:: What is required ::
In the text about the Neolithic decline, how many of the 108 people studied were infected with plague at the time of death?

Around 5,000 years ago, the population in northern Europe collapsed, decimating Stone Age farming communities across the region, Reuters reported. The cause of this calamity, called the Neolithic decline, has remained a matter of debate.
New research based on DNA obtained from human bones and teeth excavated from ancient burial tombs in Scandinavia - seven from an area in Sweden called Falbygden, one from coastal Sweden close to Gothenburg and one from Denmark - suggests disease, specifically the plague, may have driven the Neolithic decline.
The human remains came from a megalithic tomb type built of giant stones, called passage graves.
The remains of 108 people - 62 males, 45 females and one undetermined - were studied. Eighteen of them - 17% - were infected with plague at the time of death.
The researchers were able to chart the family tree of 38 people from Falbygden across six generations, spanning about 120 years. Twelve of them - 32% - were infected with plague. Genomic findings indicated that their community had experienced three distinct waves of an early form of plague.
The researchers reconstructed full genomes of the different strains of the plague-causing bacterium Yersinia pestis responsible for these waves. They determined that the last one may have been more virulent than the others and identified traits indicating the disease could have spread from person to person to cause an epidemic.
"We learned that the Neolithic plague is an ancestor to all later plague forms," said University of Copenhagen geneticist Frederik Seersholm, lead author of the research published this week in the journal Nature.
A later form of this same pathogen caused the Justinian Plague of the 6th century AD and the 14th century Black Death that ravaged Europe, North Africa and the Middle East. Because the strains circulating during the Neolithic decline were much earlier versions, the plague may have produced different symptoms than witnessed in the epidemics millennia later.
The study demonstrated that the plague was abundant and widespread in the area examined.

:: Material supplied ::
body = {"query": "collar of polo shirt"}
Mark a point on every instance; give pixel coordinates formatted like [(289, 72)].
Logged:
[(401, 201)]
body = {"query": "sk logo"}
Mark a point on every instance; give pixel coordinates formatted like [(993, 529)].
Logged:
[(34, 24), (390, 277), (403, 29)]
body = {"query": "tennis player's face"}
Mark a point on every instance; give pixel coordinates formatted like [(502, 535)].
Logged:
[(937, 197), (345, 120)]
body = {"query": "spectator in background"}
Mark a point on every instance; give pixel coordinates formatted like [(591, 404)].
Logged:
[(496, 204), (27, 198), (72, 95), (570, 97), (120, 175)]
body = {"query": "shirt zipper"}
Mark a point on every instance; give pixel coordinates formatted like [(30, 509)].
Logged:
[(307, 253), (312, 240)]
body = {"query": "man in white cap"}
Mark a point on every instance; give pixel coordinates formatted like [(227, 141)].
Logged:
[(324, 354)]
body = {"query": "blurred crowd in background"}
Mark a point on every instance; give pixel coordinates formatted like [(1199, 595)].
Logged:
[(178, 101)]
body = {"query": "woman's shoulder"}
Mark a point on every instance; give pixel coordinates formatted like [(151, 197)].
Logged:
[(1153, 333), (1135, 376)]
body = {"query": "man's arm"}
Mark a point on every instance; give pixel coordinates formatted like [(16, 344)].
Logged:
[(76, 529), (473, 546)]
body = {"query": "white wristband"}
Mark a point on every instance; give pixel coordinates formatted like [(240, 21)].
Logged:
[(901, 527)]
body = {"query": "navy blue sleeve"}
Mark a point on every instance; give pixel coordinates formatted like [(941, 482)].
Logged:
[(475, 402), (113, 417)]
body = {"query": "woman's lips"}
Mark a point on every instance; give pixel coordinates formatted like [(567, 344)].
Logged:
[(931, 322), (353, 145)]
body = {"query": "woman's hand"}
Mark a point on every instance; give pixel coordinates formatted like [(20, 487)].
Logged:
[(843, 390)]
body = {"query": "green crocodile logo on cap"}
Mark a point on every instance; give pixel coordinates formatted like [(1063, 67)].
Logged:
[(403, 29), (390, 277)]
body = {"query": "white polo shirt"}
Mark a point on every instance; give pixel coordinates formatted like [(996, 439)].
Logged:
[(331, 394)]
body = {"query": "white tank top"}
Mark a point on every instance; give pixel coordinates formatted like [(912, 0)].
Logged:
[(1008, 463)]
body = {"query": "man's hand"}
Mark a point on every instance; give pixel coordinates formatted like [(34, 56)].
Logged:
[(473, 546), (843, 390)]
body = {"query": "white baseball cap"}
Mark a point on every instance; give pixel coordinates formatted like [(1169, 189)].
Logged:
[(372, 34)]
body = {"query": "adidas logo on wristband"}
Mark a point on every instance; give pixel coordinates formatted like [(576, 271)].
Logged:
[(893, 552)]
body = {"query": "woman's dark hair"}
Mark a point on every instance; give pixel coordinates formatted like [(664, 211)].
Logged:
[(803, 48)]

:: Task answer ::
Eighteen people (17%) were infected with plague at the time of death.